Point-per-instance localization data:
● ● ● ● ●

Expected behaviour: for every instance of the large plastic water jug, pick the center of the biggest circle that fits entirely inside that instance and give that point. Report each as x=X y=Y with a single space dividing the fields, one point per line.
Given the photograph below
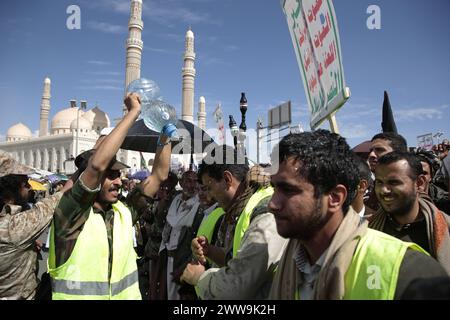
x=157 y=114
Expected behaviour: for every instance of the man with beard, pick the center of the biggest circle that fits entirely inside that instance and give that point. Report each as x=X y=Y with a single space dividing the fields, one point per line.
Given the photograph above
x=403 y=213
x=381 y=144
x=248 y=247
x=20 y=227
x=332 y=254
x=182 y=222
x=91 y=252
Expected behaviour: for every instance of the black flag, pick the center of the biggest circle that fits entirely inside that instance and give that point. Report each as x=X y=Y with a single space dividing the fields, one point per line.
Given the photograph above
x=388 y=123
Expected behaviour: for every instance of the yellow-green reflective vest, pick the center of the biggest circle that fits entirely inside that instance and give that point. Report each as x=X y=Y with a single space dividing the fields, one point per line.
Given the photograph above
x=373 y=272
x=244 y=218
x=374 y=269
x=208 y=225
x=84 y=276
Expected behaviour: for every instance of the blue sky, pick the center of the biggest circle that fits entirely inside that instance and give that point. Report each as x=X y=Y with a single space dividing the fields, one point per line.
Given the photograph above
x=241 y=45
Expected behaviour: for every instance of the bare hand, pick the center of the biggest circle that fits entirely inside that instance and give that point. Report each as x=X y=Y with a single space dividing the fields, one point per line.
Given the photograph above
x=192 y=273
x=133 y=102
x=199 y=247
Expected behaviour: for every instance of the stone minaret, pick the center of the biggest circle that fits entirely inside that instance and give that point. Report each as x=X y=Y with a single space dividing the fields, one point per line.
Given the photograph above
x=45 y=109
x=134 y=44
x=187 y=102
x=202 y=113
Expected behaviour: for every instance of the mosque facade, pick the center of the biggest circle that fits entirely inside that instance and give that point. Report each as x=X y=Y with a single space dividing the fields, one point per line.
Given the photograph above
x=73 y=130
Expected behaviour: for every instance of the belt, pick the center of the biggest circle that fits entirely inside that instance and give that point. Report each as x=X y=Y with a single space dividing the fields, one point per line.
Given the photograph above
x=171 y=253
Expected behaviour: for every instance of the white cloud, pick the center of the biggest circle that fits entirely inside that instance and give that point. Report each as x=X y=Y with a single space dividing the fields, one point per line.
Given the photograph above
x=101 y=87
x=169 y=13
x=231 y=47
x=412 y=114
x=159 y=50
x=98 y=62
x=164 y=12
x=104 y=73
x=358 y=131
x=107 y=27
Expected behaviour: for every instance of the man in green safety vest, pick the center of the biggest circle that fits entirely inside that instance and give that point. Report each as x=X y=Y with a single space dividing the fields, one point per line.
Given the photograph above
x=248 y=245
x=331 y=253
x=91 y=243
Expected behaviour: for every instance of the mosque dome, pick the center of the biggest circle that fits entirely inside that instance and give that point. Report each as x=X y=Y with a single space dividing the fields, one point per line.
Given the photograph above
x=83 y=124
x=18 y=132
x=63 y=119
x=98 y=119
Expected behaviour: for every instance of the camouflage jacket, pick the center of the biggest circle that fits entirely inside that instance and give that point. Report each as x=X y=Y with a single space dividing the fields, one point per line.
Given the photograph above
x=18 y=256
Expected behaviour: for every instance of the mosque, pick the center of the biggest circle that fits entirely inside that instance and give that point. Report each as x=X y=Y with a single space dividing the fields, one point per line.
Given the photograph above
x=73 y=130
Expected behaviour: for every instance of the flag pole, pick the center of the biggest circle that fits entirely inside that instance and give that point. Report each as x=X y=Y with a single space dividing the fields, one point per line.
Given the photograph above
x=333 y=123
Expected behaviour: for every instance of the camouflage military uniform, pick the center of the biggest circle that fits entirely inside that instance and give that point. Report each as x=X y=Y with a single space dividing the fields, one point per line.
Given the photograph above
x=74 y=210
x=18 y=256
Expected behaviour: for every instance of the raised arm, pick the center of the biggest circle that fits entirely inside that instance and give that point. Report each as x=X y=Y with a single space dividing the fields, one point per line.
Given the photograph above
x=160 y=169
x=106 y=150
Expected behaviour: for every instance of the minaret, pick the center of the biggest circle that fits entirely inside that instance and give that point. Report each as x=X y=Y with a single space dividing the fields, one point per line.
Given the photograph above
x=187 y=102
x=202 y=113
x=134 y=44
x=45 y=109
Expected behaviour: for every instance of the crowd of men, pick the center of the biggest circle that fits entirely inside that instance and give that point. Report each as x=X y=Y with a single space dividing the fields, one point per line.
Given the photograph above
x=319 y=222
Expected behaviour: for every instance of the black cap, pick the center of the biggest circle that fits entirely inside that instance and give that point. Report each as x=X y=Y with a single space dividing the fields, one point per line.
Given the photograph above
x=81 y=161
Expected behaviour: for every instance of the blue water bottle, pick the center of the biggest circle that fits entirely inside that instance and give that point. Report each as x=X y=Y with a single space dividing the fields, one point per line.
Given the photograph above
x=157 y=114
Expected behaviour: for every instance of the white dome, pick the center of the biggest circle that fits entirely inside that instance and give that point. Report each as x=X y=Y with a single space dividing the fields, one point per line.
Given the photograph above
x=63 y=119
x=83 y=124
x=18 y=132
x=97 y=118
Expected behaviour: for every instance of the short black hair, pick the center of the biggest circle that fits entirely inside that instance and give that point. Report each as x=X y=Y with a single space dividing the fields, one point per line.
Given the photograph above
x=415 y=167
x=223 y=158
x=326 y=161
x=397 y=142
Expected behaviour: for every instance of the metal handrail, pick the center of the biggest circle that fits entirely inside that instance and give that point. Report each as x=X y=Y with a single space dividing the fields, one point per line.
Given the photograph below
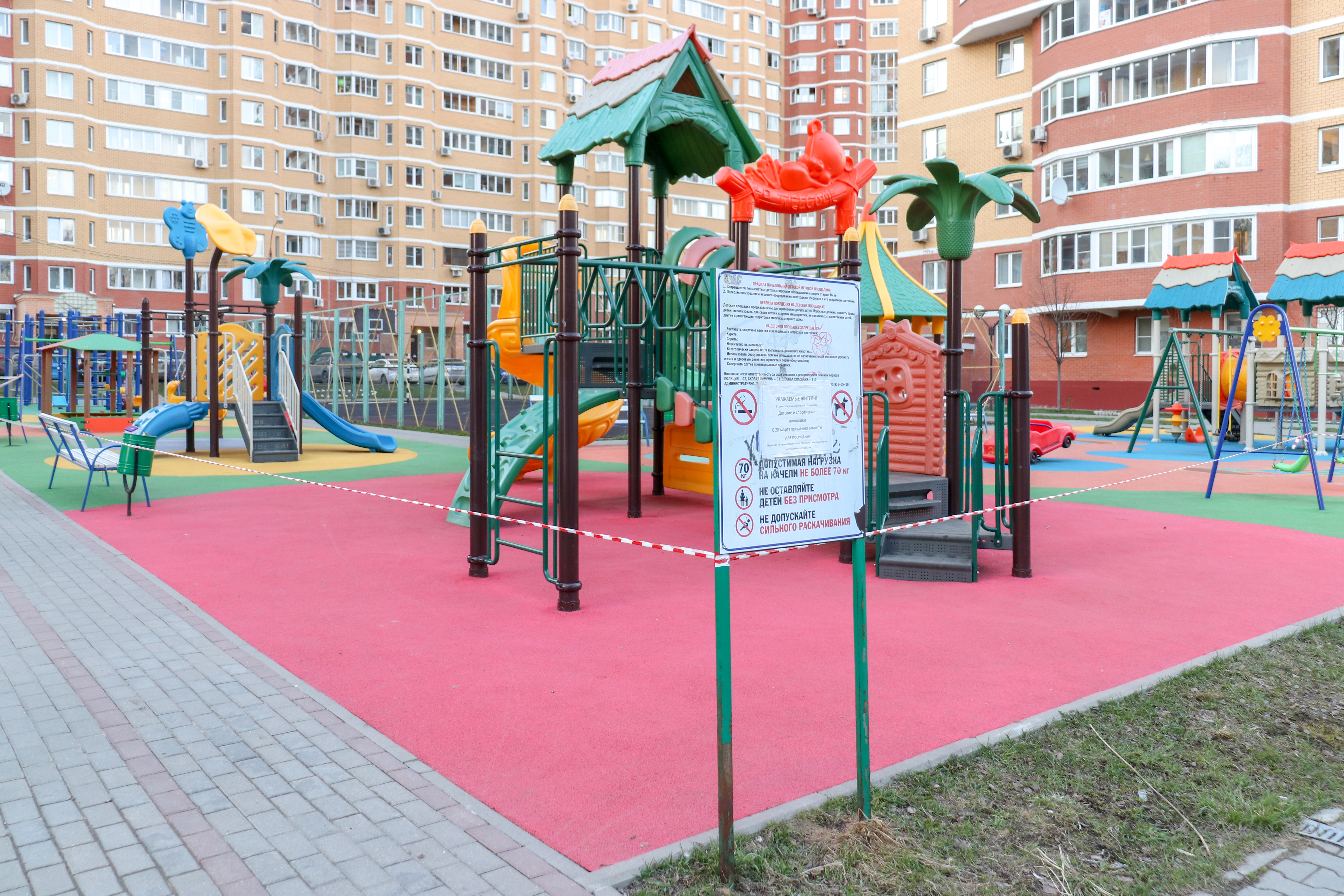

● ● ● ● ●

Each record above goes into the copy unchanged; the pictures do not.

→ **SOLUTION FOR THIS PROBLEM**:
Expected behaviour: for every instance of the large plastic water jug, pick the center of the biggest circle that fits entirely inside that instance and give that point. Report each as x=X y=Y with a single space dividing the fields, one point per line.
Given the photograph below
x=157 y=114
Expected behaviour: for every instance of the man with beard, pick the center of the biggest circle that fits entirely inside that instance and give that point. Report each as x=X y=Y with a single space dividing the fields, one point per line.
Given the photograph above
x=403 y=213
x=381 y=144
x=248 y=247
x=20 y=227
x=332 y=254
x=182 y=222
x=91 y=252
Expected behaviour: for every instance of the black flag, pick the center of the biggest circle that fits entirely inside that instance and give that point. Report each as x=X y=Y with a single space dividing the fields, one point per line.
Given the photograph above
x=388 y=123
Expected behaviour: for every instance of the yellow-green reflective vest, pick the center of the biggest circle that fits entirely inside that instance and give that point. Report each as x=X y=Y with a single space dividing the fields, one point per line.
Given the photograph above
x=373 y=272
x=244 y=218
x=374 y=269
x=208 y=225
x=84 y=276
Expected behaviour: for every instance of the blue sky, pick the center of the biggest circle that fits entirely inside that instance and give that point. Report each as x=X y=Y with a single space dividing the fields, one point per line.
Given the photograph above
x=241 y=45
Expected behaviour: for every instance of the bare hand, pick the center of the biggest circle that fits entirely inside that instance and give that point. Report each as x=X y=Y with a single space dividing the fields, one point per line.
Given the photograph above
x=192 y=273
x=133 y=102
x=199 y=247
Expected behaviour: for every instance of the stone minaret, pick the center of the biggest circle that fits entirely inside that instance and give that point. Report each as x=X y=Y with a single space dividing the fields, one point per line.
Given the photograph above
x=45 y=109
x=134 y=44
x=187 y=102
x=202 y=113
Expected behaviour: for every instance of the mosque facade, pick the center of the biggest circle that fits entirely inside that instance and give that point. Report each as x=X y=Y with a single space dividing the fields, one point per line.
Given the photograph above
x=73 y=130
Expected behaviour: for every instance of the belt, pick the center of the biggest circle that fits entirely inside that instance and give that point. Report each as x=X y=Y with a single space dividing the fields, one point per line.
Given the photograph above
x=171 y=253
Expected behaviour: for every instance of the white cloud, pick the center of the biggest circle that fits entirely inside that instance and give that point. Report each as x=X y=Y with a single space dividing the fields, one point per line.
Given the photograph above
x=101 y=87
x=169 y=13
x=231 y=47
x=412 y=114
x=159 y=50
x=98 y=62
x=164 y=12
x=104 y=73
x=358 y=131
x=107 y=27
Expected behaviour: for every instance of the man in green safety vest, pick the center of the biggest circle that fits entirely inside that instance and give that point. Report each as x=X y=Y with a single space dividing the fields, one point per line.
Given the photograph above
x=248 y=245
x=331 y=253
x=91 y=243
Expected behaviour: for every instance of the mosque dome, pick the center of the biggest circle that fits entirely inside that instance and give that point. Report each as x=X y=Y with a single space dividing the fields, one point per line.
Given the photograph above
x=83 y=124
x=18 y=132
x=63 y=119
x=98 y=119
Expected behaviour: for every instance of the camouflage jacket, pick the center of the biggest circle that fits entirely inside that instance and give that point. Report each as x=X y=Y with a single space dividing the fields, one point per line.
Given the photograph above
x=18 y=256
Expected behaviour: for every instance of the mosque, pick the center of the biggest circle that fits entirely inside that instance and give that point. Report each as x=X y=Y with a single space dividing the fields, one point per line.
Given the photograph above
x=73 y=130
Expected behaviour: for every instance of the flag pole, pick the center of the biggest circle that fits entirely inside that instance and give that point. Report each as x=X y=Y with a single space dividing the fields, one point per line.
Given the photograph above
x=333 y=123
Expected behaviour: for every instance of the camouflage military uniform, pick the center of the biggest circle that fits entirely inside that instance and give that point. Report each as x=X y=Y with a single space dividing the fields, one point per line.
Given the photograph above
x=74 y=210
x=18 y=256
Expected behaviour: for every instance of the raised arm, pick the center of the biggest circle that fits entirely inside that instance and give that point. Report each as x=X y=Y with a single space dividing the fields, one point per line.
Given the photograph above
x=160 y=169
x=106 y=150
Expected behaviour: for every instance of the minaret, pick the center of the biggest circle that fits entirely inside that instance and give that point. Report each as x=X y=Y with a single space dividing the fields, one point per line.
Given the photograph above
x=187 y=102
x=202 y=113
x=134 y=44
x=45 y=109
Expected behaviour: for every instance of the crowd of men, pick the center of the biggest circle that fits entirely inside that instance and give that point. Report each as x=X y=Y with a single space dividing the fields, one point per line.
Given the photograph above
x=319 y=222
Expected behaviour: for every instance of the black cap, pick the center of the biggest circle that fits entirely inside that instance and give that point. Report each as x=X y=Y with a single space dividing the fields, one point per line.
Given the photograph above
x=81 y=161
Expected behaviour: for every instance of the blue water bottle, pick the center of the biggest circle that fits entirely inside that instance and give that point. Report each as x=X y=Y with a single space dividing the fields, one point per line.
Given the photograph above
x=157 y=114
Expected behaviour: for every instance of the white dome, pick the center of the biggest circle that fits entirely inside that instance and give that point. Report each as x=X y=Y with a single space dividing the fields, one point per line.
Given the photograph above
x=63 y=119
x=83 y=124
x=18 y=132
x=97 y=118
Expected behaviour: for every instance of the short black hair, pick the center of the biggest circle that fits entirely inside that instance and give that point. Report each as x=X y=Y with a single space dividing the fields, one point per line.
Given the photograph above
x=415 y=167
x=223 y=158
x=326 y=161
x=397 y=142
Expected behaviour: for every instance of the metal handrail, pick the center of the biggest circle that fits entirely inside that instance and give that point. Report each as x=X y=Y with a single space dividing the fields, one point per line.
Given the photograph below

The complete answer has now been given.